*BRIEF:* Run through the data and copy out every line that mentions the word "buddha".
##### AVAILABLE DATA
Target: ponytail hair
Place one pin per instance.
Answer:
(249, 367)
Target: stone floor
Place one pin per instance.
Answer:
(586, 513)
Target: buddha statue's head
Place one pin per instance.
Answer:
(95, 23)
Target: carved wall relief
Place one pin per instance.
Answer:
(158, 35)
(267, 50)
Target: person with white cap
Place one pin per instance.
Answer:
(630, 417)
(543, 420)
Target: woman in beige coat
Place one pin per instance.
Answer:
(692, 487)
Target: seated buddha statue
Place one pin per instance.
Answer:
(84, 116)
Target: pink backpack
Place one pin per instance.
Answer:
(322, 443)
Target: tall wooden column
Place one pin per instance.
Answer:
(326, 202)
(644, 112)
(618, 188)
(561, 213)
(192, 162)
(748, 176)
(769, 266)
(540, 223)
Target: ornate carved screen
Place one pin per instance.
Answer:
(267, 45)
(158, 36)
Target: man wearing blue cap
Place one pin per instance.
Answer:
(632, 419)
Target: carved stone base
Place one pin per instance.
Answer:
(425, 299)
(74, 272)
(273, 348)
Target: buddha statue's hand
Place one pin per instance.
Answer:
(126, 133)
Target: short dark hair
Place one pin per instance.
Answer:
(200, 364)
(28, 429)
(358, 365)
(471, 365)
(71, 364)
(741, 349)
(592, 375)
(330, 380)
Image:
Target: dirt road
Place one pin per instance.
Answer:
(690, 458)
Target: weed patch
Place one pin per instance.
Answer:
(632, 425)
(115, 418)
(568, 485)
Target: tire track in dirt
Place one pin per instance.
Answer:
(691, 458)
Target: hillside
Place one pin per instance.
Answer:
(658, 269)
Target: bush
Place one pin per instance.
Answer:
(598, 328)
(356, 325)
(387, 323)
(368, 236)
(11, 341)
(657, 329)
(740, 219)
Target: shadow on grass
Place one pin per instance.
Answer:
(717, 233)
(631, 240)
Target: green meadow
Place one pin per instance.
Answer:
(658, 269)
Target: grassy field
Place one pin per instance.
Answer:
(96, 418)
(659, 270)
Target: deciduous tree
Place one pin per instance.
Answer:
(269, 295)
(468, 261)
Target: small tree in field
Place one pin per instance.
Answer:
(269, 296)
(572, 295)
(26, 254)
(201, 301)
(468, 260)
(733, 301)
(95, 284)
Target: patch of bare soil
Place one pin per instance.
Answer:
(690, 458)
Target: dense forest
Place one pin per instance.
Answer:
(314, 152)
##########
*EXERCISE ANSWER:*
Target: buddha statue's head
Target: seated buddha statue
Target: buddha statue's hand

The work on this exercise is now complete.